- **BRANO DA ESAMINARE**:
━━━━━━━━━━

Citando e parafrasando Giovanni Reale:
Fondamento del pensiero socratico era il "sapere di non sapere", un'ignoranza intesa come consapevolezza di non conoscenza definitiva, che diventa però movente fondamentale del desiderio di conoscere.
«Tu, ottimo uomo… non ti vergogni di occuparti delle ricchezze, per guadagnarne il più possibile, e della fama e dell'onore, e invece non ti occupi e non ti dai pensiero della saggezza, della verità, e della tua anima, perché diventi il più possibile buona?» (Platone, Apologia di Socrate)

Citando il messaggio di Adriano Olivetti ai lavoratori, del 1955:
“Verso l'estate del 1952 la fabbrica attraversò una crisi di crescenza e di organizzazione che fu appena visibile a tutti, ma che fu non di meno di una notevole gravità. Fu quando riducemmo gli orari; le macchine si accumulavano nei magazzini di Ivrea e delle Filiali, a decine di migliaia. L'equilibrio tra spese e incassi inclinava pericolosamente: mancavano ogni mese centinaia di milioni. A quel punto c'erano solo due soluzioni: diventare più piccoli, diminuire ancora gli orari, non assumere più nessuno; c'erano cinquecento lavoratori di troppo; taluno incominciava a parlare di licenziamenti. L'altra soluzione era difficile e pericolosa: instaurare immediatamente una politica di espansione più dinamica, più audace. Fu scelta senza esitazione la seconda via.

In questi ultimi anni le nostre Consociate sparse in tutto il mondo si andarono riorganizzando, ampliando, rafforzando e il nome Olivetti è diventato una bandiera che onora il lavoro italiano nel mondo. Questo riconoscimento ci riempie, è vero, di orgoglio.

Voglio anche ricordare come in questa fabbrica, in questi anni, non abbiamo mai chiesto a nessuno a quale fede religiosa credesse, in quale partito militasse o ancora da quale regione d'Italia egli e la sua famiglia provenisse.

━━━━━━━━━━

- **CONSEGNA**: Riassumi il brano in tre frasi.

[Voci della raccolta]

━━━━━━━━━━

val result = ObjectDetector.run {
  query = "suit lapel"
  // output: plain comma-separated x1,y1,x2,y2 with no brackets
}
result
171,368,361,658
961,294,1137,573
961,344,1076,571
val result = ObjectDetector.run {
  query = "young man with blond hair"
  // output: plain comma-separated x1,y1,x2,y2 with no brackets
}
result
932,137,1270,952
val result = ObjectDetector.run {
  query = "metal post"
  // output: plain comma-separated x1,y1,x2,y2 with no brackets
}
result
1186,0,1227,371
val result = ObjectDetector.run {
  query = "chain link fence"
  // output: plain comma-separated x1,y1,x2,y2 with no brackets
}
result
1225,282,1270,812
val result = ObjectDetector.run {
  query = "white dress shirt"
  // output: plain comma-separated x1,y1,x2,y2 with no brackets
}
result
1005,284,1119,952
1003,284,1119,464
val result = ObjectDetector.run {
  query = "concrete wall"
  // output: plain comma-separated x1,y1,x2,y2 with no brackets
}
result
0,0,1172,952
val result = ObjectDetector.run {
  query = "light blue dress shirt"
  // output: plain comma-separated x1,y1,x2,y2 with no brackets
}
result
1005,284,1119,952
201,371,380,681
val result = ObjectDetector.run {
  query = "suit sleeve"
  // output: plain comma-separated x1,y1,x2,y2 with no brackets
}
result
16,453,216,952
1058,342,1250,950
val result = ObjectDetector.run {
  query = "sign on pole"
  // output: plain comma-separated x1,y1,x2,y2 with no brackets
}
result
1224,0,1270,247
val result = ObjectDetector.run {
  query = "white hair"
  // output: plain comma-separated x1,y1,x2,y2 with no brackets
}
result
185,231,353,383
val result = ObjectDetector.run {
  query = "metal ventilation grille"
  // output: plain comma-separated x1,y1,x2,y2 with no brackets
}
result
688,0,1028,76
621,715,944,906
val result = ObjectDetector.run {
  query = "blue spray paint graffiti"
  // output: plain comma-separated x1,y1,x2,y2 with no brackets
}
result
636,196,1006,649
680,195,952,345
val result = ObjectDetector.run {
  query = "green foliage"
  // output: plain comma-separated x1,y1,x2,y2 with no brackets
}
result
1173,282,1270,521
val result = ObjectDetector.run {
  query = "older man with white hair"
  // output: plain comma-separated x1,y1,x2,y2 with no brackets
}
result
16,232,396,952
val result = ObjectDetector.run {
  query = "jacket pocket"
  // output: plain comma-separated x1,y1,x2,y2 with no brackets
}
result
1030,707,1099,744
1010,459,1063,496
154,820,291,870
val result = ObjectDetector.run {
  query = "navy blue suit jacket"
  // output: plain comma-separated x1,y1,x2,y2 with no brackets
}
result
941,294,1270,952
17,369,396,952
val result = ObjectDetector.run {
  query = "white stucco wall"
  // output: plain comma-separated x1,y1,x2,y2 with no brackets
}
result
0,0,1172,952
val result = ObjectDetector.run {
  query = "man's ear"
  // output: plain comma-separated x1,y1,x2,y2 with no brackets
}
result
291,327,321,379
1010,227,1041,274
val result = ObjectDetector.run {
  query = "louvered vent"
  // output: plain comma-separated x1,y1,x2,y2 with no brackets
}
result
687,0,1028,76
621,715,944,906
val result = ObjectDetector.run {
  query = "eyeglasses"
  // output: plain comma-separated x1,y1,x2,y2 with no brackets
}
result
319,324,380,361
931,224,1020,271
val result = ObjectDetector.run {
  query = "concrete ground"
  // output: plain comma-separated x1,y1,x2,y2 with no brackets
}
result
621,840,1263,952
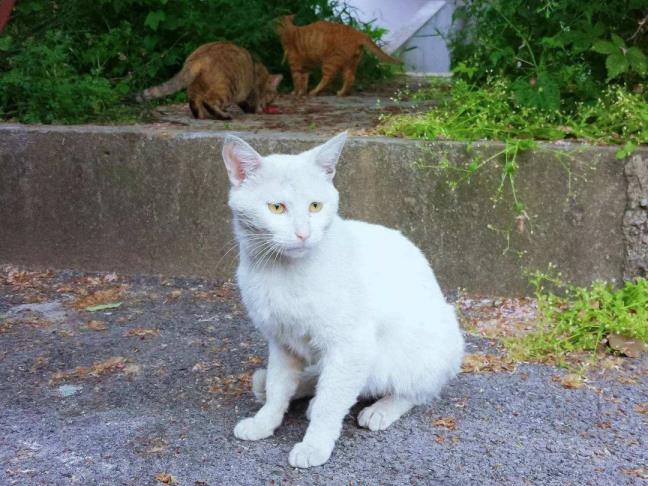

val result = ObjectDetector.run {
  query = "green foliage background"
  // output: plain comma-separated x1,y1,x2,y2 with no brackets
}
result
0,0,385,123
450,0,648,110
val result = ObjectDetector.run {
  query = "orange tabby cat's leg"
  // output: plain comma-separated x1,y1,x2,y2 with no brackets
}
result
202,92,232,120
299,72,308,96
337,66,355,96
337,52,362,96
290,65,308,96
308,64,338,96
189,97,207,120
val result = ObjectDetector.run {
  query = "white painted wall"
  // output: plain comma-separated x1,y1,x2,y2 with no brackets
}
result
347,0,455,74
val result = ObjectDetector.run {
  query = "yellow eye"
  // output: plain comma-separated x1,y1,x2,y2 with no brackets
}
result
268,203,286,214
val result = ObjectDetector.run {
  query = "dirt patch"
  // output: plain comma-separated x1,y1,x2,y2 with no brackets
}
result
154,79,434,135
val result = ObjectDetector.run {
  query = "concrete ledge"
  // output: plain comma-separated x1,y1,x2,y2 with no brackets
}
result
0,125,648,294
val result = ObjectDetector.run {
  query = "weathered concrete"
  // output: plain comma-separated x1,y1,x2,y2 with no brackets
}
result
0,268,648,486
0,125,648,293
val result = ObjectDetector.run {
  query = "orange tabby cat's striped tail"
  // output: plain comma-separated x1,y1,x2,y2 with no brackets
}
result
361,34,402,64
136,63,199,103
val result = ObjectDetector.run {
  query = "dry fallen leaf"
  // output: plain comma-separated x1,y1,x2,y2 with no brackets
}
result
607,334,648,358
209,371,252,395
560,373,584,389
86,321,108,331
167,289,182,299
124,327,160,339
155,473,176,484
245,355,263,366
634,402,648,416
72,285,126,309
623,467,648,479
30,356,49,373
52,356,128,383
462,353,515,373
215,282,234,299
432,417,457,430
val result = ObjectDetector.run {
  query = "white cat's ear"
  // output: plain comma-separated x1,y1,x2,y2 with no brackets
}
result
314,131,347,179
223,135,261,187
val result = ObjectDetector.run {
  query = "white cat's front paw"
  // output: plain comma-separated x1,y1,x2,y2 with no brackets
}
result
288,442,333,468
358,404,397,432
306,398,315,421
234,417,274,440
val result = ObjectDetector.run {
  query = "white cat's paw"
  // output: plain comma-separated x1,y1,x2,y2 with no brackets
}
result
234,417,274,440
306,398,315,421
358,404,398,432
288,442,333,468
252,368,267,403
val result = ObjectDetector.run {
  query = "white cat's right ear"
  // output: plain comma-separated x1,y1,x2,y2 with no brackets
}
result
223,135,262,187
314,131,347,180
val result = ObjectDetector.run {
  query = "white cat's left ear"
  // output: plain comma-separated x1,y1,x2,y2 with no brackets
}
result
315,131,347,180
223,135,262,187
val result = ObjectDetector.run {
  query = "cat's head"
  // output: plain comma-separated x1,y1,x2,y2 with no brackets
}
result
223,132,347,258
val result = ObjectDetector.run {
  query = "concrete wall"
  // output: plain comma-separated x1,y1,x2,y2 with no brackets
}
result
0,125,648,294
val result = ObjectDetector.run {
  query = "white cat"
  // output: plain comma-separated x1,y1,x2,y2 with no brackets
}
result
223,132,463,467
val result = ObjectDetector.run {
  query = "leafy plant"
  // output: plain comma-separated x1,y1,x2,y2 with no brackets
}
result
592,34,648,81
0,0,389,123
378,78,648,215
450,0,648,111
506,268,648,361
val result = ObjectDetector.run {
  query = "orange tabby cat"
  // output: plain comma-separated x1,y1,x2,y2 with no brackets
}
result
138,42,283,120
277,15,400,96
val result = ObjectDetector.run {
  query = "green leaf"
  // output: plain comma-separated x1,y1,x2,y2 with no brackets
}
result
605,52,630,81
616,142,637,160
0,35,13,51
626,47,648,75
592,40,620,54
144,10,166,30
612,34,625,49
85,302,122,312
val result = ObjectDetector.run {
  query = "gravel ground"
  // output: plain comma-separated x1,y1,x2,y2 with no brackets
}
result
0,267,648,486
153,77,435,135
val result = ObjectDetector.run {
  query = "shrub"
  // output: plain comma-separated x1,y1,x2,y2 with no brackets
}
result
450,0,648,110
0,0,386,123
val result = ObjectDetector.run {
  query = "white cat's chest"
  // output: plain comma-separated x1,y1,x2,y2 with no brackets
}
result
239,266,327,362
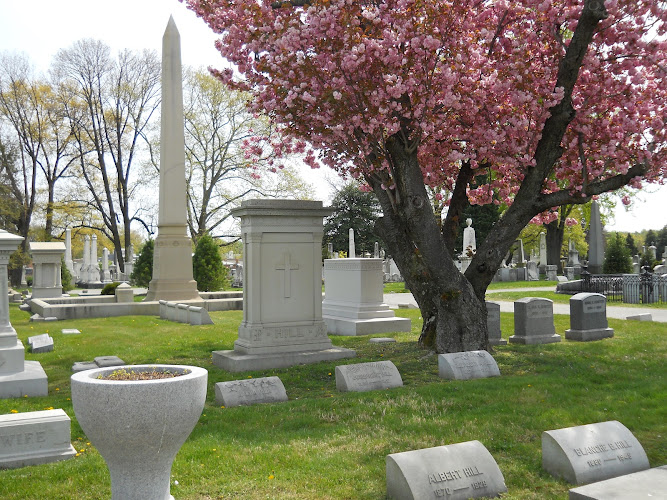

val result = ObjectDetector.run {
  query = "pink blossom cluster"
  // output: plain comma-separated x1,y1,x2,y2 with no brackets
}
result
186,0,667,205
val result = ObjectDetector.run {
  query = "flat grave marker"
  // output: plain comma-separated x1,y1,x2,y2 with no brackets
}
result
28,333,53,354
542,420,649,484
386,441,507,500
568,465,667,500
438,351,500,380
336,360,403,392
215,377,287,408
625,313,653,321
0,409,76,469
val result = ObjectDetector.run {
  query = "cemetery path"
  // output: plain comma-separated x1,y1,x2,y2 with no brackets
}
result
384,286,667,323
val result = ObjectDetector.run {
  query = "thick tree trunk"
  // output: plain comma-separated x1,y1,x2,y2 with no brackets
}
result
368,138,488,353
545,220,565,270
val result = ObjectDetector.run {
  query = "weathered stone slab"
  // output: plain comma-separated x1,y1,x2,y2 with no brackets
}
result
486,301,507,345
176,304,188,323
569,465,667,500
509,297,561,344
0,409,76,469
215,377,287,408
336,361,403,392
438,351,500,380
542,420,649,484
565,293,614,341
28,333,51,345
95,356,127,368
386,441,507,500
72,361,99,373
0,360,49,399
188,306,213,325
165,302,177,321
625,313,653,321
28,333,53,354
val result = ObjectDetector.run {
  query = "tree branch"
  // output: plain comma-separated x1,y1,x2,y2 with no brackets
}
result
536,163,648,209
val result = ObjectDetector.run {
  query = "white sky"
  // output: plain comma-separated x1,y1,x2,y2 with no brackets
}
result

━━━━━━━━━━

- **RISPOSTA**: Secondo quanto riportato da Giovanni Reale, il pensiero socratico si fondava sul "sapere di non sapere", una consapevolezza della propria ignoranza che spinge a voler conoscere, e nell'Apologia di Socrate si rimprovera chi si cura di ricchezze e onori anziché della saggezza, della verità e dell'anima. Nel messaggio ai lavoratori del 1955, Adriano Olivetti ricorda che nell'estate del 1952 la fabbrica attraversò una grave crisi e che, invece di ridursi, scelse senza esitazione una politica di espansione più audace. Aggiunge che le Consociate nel mondo si sono rafforzate, rendendo il nome Olivetti una bandiera del lavoro italiano, e che in fabbrica non si è mai chiesto a nessuno quale fosse la sua fede religiosa, il suo partito o la sua regione di provenienza.